▶ **Directive**:
Could you swap "Found:" for "Located:" throughout all the rows below and give them back otherwise unchanged?

▶ **Records supplied**:
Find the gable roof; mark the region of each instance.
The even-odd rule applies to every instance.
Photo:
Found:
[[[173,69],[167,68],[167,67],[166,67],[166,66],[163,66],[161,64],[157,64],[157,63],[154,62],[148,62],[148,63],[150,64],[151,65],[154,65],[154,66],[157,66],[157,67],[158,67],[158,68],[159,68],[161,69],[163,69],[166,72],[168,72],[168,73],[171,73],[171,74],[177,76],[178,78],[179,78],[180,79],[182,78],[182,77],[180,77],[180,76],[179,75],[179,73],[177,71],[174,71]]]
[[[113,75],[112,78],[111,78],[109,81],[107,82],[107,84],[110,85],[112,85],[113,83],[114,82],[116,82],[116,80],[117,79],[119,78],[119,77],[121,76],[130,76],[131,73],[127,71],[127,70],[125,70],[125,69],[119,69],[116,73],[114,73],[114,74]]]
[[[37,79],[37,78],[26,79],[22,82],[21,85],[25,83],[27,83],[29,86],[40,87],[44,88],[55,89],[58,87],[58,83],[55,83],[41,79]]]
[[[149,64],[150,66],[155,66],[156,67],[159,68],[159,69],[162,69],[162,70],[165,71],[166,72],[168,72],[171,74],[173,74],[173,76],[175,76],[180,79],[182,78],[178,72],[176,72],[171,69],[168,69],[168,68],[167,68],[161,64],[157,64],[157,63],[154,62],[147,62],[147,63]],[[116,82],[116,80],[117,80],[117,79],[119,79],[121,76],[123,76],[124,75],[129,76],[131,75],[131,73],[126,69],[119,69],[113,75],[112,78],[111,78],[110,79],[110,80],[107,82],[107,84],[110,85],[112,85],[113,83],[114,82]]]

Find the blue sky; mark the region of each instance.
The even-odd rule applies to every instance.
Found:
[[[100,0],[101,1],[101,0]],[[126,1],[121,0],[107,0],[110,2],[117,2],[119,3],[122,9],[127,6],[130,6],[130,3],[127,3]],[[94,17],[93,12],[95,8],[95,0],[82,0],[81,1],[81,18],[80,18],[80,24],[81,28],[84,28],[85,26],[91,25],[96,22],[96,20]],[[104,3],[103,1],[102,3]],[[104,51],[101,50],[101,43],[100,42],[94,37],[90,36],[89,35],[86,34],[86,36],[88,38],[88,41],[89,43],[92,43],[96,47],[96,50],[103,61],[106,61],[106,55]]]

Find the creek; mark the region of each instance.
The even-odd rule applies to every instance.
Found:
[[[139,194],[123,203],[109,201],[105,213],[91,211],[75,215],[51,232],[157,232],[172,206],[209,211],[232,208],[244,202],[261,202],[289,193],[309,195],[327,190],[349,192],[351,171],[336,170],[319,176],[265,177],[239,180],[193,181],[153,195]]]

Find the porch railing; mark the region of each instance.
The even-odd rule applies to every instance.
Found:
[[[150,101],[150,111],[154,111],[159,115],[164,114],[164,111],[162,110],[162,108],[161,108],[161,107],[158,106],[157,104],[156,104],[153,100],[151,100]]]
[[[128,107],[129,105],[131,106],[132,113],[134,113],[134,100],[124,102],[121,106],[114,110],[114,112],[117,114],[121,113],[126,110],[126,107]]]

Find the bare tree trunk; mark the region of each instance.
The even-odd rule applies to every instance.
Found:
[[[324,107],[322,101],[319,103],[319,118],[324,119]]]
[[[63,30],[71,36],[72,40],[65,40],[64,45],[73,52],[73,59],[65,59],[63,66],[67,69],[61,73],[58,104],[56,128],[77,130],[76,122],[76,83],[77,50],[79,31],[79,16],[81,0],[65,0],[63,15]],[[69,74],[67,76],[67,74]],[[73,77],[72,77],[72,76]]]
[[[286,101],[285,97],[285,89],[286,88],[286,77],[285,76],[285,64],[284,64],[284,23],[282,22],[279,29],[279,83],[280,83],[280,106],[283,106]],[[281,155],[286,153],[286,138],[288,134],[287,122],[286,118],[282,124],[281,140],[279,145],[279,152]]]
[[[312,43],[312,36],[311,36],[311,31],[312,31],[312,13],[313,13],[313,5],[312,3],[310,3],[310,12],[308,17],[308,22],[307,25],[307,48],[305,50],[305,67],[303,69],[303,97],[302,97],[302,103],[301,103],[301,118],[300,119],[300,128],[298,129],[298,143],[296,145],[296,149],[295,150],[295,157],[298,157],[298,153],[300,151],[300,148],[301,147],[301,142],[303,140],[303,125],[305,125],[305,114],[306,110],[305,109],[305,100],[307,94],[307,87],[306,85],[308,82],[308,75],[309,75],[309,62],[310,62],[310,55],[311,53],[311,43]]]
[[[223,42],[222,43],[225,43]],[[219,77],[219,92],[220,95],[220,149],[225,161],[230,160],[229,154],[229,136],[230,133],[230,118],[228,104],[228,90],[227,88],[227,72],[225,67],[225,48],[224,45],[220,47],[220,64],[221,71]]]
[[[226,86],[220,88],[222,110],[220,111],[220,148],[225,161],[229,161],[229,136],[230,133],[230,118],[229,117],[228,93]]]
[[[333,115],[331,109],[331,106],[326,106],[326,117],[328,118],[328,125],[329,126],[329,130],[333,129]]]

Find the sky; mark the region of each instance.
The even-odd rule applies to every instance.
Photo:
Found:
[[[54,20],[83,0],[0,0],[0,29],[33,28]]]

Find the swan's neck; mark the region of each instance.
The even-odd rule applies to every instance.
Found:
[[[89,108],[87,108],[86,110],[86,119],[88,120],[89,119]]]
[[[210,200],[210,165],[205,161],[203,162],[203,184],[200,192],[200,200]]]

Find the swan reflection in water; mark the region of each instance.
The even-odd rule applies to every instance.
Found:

▶ **Expected answer**:
Find the gable roof; mark the region of each instance.
The even-odd rule applies to every instance.
Photo:
Located:
[[[173,69],[167,68],[167,67],[166,67],[166,66],[163,66],[161,64],[157,64],[157,63],[154,62],[148,62],[148,63],[150,64],[151,65],[154,65],[154,66],[157,66],[157,67],[158,67],[158,68],[159,68],[161,69],[163,69],[166,72],[168,72],[168,73],[171,73],[171,74],[177,76],[178,78],[179,78],[180,79],[182,78],[182,77],[180,77],[180,76],[179,75],[179,73],[177,71],[174,71]]]
[[[113,75],[112,78],[111,78],[109,81],[107,82],[107,84],[110,85],[112,85],[113,83],[114,82],[116,82],[116,80],[117,79],[119,78],[119,77],[121,76],[130,76],[131,73],[127,71],[127,70],[125,70],[125,69],[119,69],[116,73],[114,73],[114,74]]]
[[[37,79],[37,78],[26,79],[22,82],[21,85],[25,83],[27,83],[29,86],[40,87],[44,88],[55,89],[58,87],[58,83],[55,83],[41,79]]]
[[[149,64],[150,66],[155,66],[156,67],[159,68],[159,69],[162,69],[162,70],[165,71],[166,72],[168,72],[171,74],[173,74],[173,76],[175,76],[180,79],[182,78],[178,72],[176,72],[171,69],[168,69],[168,68],[167,68],[161,64],[157,64],[157,63],[154,62],[147,62],[147,63]],[[116,82],[116,80],[117,80],[117,79],[119,79],[121,76],[123,76],[124,75],[129,76],[131,75],[131,73],[126,69],[119,69],[113,75],[112,78],[111,78],[110,79],[110,80],[107,82],[107,84],[110,85],[112,85],[113,83],[114,82]]]

Find the blue sky; mark the region of each instance.
The even-odd rule applies to every instance.
Located:
[[[100,0],[101,1],[101,0]],[[126,1],[121,0],[107,0],[110,2],[117,2],[119,3],[122,9],[127,6],[130,6],[130,3],[127,3]],[[94,17],[93,12],[95,8],[95,0],[82,0],[81,1],[81,18],[80,18],[80,24],[81,28],[84,28],[85,26],[91,25],[96,22],[96,20]],[[104,3],[103,1],[102,3]],[[104,51],[101,50],[101,43],[100,42],[94,37],[90,36],[89,35],[86,34],[86,36],[88,38],[88,41],[89,43],[92,43],[96,47],[96,50],[103,61],[106,61],[106,55]]]

Find the creek; mark the region of each instance.
The even-odd rule applies to every instance.
Located:
[[[139,194],[123,203],[109,201],[105,213],[91,211],[75,215],[51,232],[157,232],[172,206],[209,211],[232,208],[244,202],[261,202],[289,193],[309,195],[327,190],[349,192],[351,171],[336,170],[319,176],[265,177],[239,180],[193,181],[153,195]]]

Find the porch railing; mark the region of each instance.
The even-odd rule applies to every instance.
Located:
[[[150,101],[150,111],[154,111],[159,115],[164,114],[164,111],[162,110],[162,108],[161,108],[161,107],[158,106],[157,104],[156,104],[153,100],[151,100]]]
[[[128,107],[129,105],[131,106],[132,113],[134,113],[134,100],[124,102],[121,106],[114,110],[114,112],[117,114],[121,113],[126,110],[126,107]]]

Find the bare tree trunk; mark the region of each instance.
The even-odd rule applies to every instance.
Located:
[[[324,107],[322,101],[319,103],[319,118],[324,119]]]
[[[63,30],[71,36],[72,40],[65,40],[64,45],[73,52],[73,59],[65,59],[63,66],[67,69],[61,73],[58,104],[56,128],[77,130],[76,122],[76,83],[77,50],[79,31],[79,16],[81,0],[65,0],[63,15]],[[69,74],[67,76],[67,74]],[[73,77],[72,77],[72,76]]]
[[[286,101],[285,97],[285,89],[286,88],[286,77],[285,76],[285,64],[284,64],[284,23],[282,22],[279,29],[279,83],[280,83],[280,106],[283,106]],[[281,155],[286,153],[286,138],[288,134],[287,122],[286,118],[282,124],[281,140],[279,145],[279,152]]]
[[[312,43],[312,36],[311,36],[311,31],[312,31],[312,13],[313,13],[313,5],[312,3],[310,3],[310,12],[308,17],[308,22],[307,25],[307,48],[305,50],[305,67],[303,69],[303,97],[302,97],[302,103],[301,103],[301,118],[300,119],[300,128],[298,129],[298,143],[296,145],[296,149],[295,150],[295,157],[298,157],[298,153],[300,151],[300,148],[301,147],[301,142],[303,140],[303,125],[305,125],[305,114],[306,110],[305,109],[305,100],[307,94],[307,87],[306,85],[308,82],[308,75],[309,75],[309,62],[310,62],[310,55],[311,53],[311,43]]]
[[[223,42],[222,43],[225,43]],[[219,77],[219,92],[220,95],[220,149],[225,161],[230,160],[229,154],[229,136],[230,133],[230,118],[228,104],[228,90],[227,88],[227,72],[225,67],[225,48],[224,45],[220,47],[220,64],[221,71]]]
[[[226,86],[220,88],[222,110],[220,111],[220,148],[225,161],[229,161],[229,136],[230,133],[230,118],[229,117],[228,93]]]
[[[333,115],[331,109],[331,106],[326,106],[326,117],[328,118],[328,125],[329,126],[329,130],[333,129]]]

Find the sky; mark the region of each instance.
The even-odd rule applies to every instance.
Photo:
Located:
[[[54,20],[83,0],[0,0],[0,29],[33,28]]]

Find the swan's neck; mark the region of each instance.
The even-odd rule applies to every instance.
Located:
[[[89,108],[87,108],[86,110],[86,119],[88,120],[89,119]]]
[[[210,200],[210,165],[205,161],[203,162],[203,184],[200,192],[200,200]]]

Find the swan reflection in water; mark the region of each instance.
The even-odd rule applies to every instance.
Located:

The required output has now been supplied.